- _SASARAN TUGAS A_: Salin tanpa perubahan bagian bacaan tentang pendidikan madrasah yang dimulai dari "Memang, pada sisi" dan berakhir pada "sekolah umum idamannya.".
- _SASARAN TUGAS B_: Menurut bacaan tentang pendidikan madrasah, berapa jam pelajaran pendidikan keagamaan di madrasah?
- _SASARAN TUGAS C_: Daftarkan semua jenjang madrasah yang disebutkan dalam bacaan tentang pendidikan madrasah, beserta singkatannya.

Jumat, 29 April 2011

Problema Pendidikan Madrasah

Problema Pendidikan Madrasah
Oleh Herry, 2008-02-20

UNDANG-UNDANG Sistem Pendidikan Nasional Nomor 20 Tahun 2003 tidak membedakan pendidikan madrasah dengan sekolah umum, termasuk soal antara sekolah negeri dan swasta. Sebab, kedua sistem tersebut merupakan institusi pendidikan yang memiliki peran penting dalam membangun bangsa.


Memang, pada sisi kurikulum ada satu hal yang membedakan madrasah dengan sekolah, yakni dari sisi kuantitas pembelajaran. Pendidikan keagamaan di madrasah lebih banyak dibandingkan dengan di sekolah umum. Di madrasah pendidikan keagamaan mencapai 9 jam pelajaran, sedangkan di sekolah umum hanya 2 jam.
Namun selama ini, pendidikan di madrasah masih dipandang sebelah mata oleh sebagian masyarakat. Ada anggapan turun gengsi ketika melanjutkan pendidikan ke madrasah ibtidaiyah (MI), madrasah tsanawiah (MTs) atau madrasah aliah (MA). Derajat madrasah pun diposisikan di bawah sekolah umum. Kalaupun masuk atau melanjutkan pendidikan ke madrasah, hal itu menjadi pilihan terakhir lantaran gagal masuk ke sekolah umum idamannya.

- _Entri hasil ekstraksi_:

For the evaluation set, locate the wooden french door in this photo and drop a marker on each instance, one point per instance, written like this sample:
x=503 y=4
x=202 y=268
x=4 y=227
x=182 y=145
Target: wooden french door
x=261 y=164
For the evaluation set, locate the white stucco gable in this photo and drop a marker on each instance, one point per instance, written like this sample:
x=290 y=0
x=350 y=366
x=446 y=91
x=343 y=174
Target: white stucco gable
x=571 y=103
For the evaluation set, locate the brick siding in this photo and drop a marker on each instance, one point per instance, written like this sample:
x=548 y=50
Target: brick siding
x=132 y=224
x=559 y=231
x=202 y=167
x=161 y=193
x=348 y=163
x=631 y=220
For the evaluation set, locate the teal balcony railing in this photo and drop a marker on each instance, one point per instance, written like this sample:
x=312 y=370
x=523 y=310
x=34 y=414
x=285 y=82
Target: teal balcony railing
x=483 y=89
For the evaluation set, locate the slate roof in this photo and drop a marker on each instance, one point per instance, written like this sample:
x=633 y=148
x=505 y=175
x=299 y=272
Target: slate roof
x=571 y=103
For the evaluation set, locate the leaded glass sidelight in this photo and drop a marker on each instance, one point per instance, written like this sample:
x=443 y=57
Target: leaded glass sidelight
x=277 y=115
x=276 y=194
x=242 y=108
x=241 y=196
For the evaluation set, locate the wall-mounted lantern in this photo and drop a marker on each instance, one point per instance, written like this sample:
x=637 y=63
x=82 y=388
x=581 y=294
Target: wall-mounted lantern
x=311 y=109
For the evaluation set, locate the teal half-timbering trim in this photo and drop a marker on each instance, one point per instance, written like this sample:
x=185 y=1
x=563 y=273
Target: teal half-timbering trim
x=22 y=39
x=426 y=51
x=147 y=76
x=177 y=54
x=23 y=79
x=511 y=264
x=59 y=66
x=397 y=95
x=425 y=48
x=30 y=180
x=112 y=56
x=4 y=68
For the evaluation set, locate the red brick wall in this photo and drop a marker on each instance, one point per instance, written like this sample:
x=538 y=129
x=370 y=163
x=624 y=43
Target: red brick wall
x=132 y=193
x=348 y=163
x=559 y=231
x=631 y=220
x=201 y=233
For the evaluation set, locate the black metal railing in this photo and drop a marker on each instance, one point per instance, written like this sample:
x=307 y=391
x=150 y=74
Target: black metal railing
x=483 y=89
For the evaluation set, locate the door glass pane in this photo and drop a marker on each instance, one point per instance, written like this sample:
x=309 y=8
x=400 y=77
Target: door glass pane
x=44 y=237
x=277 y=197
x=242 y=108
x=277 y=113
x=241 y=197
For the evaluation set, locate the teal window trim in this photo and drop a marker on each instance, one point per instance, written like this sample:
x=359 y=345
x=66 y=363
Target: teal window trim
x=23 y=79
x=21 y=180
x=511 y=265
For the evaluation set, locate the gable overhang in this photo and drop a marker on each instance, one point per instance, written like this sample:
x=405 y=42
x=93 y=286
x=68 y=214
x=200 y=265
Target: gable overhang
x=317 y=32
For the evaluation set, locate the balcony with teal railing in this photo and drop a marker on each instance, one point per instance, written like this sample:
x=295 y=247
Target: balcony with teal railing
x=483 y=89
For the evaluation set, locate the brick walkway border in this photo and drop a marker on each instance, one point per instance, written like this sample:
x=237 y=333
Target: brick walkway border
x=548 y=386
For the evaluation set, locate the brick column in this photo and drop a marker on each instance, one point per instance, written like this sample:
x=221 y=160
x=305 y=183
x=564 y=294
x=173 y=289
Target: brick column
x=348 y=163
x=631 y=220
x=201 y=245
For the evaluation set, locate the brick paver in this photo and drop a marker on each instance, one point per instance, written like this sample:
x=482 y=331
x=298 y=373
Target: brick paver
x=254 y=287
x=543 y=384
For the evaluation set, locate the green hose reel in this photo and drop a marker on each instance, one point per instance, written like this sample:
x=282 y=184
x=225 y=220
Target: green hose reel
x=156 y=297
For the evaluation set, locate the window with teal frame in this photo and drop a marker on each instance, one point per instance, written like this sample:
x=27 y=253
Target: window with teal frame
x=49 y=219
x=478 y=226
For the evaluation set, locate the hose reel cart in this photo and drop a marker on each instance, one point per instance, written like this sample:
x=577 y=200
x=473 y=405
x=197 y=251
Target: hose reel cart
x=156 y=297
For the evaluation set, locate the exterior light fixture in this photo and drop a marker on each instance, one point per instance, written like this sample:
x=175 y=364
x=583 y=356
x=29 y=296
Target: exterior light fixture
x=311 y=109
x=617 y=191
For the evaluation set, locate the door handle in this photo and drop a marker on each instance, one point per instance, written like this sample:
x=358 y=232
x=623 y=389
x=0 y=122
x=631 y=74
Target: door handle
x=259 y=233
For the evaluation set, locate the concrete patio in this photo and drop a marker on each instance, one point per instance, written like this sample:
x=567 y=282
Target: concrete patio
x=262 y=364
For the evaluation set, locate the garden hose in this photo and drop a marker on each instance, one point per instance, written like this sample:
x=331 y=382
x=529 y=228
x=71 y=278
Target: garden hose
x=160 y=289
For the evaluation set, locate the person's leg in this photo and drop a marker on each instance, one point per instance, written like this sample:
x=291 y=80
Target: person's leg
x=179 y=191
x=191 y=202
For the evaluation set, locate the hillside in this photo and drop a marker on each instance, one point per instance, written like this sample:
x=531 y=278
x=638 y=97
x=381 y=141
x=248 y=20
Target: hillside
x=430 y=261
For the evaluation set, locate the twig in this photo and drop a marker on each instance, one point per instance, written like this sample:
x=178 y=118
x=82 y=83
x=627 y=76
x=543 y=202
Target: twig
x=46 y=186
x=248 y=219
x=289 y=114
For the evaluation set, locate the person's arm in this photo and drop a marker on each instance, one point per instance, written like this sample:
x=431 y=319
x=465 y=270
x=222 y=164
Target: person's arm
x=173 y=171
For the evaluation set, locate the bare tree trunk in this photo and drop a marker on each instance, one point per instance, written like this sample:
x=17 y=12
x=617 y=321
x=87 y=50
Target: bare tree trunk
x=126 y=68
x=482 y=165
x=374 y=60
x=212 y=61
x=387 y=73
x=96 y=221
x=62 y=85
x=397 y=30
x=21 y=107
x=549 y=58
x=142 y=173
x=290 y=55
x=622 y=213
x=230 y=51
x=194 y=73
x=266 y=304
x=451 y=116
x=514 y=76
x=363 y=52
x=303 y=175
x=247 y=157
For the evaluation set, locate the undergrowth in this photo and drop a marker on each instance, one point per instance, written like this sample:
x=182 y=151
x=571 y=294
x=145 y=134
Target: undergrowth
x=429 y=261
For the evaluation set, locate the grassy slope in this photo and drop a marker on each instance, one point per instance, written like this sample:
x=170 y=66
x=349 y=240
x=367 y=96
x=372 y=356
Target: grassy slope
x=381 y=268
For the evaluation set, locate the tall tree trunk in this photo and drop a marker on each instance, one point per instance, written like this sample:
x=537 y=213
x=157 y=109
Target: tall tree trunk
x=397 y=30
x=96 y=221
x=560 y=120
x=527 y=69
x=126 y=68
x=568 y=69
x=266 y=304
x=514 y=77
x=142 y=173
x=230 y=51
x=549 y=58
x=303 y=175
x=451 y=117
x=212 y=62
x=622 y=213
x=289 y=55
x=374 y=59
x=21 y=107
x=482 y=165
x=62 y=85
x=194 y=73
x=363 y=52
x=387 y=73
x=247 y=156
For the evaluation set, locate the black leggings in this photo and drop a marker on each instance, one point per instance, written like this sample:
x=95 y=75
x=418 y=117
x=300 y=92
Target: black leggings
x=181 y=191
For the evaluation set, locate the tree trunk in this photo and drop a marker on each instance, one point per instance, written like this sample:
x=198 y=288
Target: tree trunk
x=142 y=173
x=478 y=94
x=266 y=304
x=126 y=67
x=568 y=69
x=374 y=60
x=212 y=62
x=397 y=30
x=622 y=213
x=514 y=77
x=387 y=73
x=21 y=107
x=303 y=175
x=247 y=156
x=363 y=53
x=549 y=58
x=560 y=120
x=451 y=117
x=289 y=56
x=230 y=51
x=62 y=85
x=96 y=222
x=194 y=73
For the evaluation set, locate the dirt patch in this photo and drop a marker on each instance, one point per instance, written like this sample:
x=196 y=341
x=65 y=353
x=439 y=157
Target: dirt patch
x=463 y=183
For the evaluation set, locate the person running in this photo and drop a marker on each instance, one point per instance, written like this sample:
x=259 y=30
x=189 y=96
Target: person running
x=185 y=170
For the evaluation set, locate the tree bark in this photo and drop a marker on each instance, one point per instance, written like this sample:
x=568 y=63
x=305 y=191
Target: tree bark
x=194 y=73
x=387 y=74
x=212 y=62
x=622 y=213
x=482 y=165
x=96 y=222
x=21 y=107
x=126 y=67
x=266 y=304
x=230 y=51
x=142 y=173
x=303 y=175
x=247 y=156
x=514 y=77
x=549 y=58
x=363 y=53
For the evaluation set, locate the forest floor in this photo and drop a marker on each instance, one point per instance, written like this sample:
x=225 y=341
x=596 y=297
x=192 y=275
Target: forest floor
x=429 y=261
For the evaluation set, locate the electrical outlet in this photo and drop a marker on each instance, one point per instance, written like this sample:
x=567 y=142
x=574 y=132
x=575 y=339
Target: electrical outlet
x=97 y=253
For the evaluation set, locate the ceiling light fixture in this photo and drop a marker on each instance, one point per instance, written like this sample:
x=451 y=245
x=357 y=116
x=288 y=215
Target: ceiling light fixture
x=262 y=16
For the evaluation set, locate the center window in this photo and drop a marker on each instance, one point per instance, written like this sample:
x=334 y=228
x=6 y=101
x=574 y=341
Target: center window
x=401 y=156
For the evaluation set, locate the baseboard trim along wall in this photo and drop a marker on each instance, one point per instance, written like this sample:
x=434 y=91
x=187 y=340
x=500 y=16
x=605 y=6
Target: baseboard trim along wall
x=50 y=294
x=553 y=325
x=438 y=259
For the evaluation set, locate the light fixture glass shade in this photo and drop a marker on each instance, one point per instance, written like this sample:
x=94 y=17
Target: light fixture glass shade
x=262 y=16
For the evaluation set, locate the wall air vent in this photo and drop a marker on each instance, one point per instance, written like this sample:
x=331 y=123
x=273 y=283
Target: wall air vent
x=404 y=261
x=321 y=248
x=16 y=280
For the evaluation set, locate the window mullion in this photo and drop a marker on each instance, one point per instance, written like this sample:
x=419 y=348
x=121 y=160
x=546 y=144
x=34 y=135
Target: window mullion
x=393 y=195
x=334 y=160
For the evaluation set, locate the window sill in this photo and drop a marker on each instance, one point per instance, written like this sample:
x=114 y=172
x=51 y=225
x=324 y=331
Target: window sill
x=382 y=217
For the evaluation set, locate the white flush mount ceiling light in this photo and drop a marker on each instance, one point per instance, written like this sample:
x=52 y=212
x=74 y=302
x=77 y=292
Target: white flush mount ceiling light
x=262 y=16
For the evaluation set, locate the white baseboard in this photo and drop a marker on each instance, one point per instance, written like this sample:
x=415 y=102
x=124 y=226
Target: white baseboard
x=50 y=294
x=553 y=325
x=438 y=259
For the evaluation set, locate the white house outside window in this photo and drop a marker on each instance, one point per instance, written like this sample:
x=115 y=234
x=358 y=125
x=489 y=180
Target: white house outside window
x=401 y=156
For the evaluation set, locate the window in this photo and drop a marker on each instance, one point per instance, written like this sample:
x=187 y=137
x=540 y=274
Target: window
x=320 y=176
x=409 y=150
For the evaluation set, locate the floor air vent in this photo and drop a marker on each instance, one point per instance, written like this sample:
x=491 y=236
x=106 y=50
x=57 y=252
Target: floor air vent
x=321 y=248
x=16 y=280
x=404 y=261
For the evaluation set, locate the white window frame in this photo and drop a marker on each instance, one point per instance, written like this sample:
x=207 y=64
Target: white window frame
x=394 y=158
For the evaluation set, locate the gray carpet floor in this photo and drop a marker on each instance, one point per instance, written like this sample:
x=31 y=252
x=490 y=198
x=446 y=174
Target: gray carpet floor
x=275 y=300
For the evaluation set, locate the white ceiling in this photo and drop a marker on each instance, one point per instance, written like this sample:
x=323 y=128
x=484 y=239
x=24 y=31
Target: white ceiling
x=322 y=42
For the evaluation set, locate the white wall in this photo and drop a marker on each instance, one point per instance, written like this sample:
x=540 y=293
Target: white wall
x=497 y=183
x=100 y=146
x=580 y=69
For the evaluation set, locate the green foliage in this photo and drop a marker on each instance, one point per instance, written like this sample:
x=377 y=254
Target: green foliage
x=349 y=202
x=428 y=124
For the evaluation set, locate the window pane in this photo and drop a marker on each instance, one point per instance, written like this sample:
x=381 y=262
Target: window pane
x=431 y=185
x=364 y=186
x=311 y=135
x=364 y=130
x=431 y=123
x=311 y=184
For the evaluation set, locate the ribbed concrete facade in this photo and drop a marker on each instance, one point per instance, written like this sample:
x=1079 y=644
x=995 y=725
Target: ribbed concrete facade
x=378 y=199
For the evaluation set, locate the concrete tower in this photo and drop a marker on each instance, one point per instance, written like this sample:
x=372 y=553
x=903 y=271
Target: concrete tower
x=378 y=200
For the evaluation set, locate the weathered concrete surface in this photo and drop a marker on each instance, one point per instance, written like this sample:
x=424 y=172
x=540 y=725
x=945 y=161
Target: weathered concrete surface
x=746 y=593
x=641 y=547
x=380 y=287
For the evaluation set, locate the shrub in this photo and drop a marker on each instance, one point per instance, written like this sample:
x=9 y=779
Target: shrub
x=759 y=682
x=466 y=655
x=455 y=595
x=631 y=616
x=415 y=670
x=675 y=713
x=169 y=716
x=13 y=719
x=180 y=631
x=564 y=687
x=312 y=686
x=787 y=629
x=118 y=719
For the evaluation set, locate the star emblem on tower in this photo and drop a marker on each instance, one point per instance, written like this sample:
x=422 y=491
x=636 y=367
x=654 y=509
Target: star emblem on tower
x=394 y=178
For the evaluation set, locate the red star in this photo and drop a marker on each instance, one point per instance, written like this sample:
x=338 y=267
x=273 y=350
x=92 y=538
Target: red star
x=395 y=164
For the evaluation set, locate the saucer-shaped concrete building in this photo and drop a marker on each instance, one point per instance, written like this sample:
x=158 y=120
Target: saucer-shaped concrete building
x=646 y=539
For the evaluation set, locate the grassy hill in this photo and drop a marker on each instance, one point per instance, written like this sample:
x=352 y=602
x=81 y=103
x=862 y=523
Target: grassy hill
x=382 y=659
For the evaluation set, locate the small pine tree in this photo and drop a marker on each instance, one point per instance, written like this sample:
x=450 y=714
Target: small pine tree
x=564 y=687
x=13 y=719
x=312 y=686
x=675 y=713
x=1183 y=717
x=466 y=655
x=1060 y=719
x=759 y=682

- _JAWABAN A_:
Memang, pada sisi kurikulum ada satu hal yang membedakan madrasah dengan sekolah, yakni dari sisi kuantitas pembelajaran. Pendidikan keagamaan di madrasah lebih banyak dibandingkan dengan di sekolah umum. Di madrasah pendidikan keagamaan mencapai 9 jam pelajaran, sedangkan di sekolah umum hanya 2 jam.
Namun selama ini, pendidikan di madrasah masih dipandang sebelah mata oleh sebagian masyarakat. Ada anggapan turun gengsi ketika melanjutkan pendidikan ke madrasah ibtidaiyah (MI), madrasah tsanawiah (MTs) atau madrasah aliah (MA). Derajat madrasah pun diposisikan di bawah sekolah umum. Kalaupun masuk atau melanjutkan pendidikan ke madrasah, hal itu menjadi pilihan terakhir lantaran gagal masuk ke sekolah umum idamannya.

- _JAWABAN B_: Pendidikan keagamaan di madrasah mencapai 9 jam pelajaran.

- _JAWABAN C_:
- madrasah ibtidaiyah (MI)
- madrasah tsanawiah (MTs)
- madrasah aliah (MA)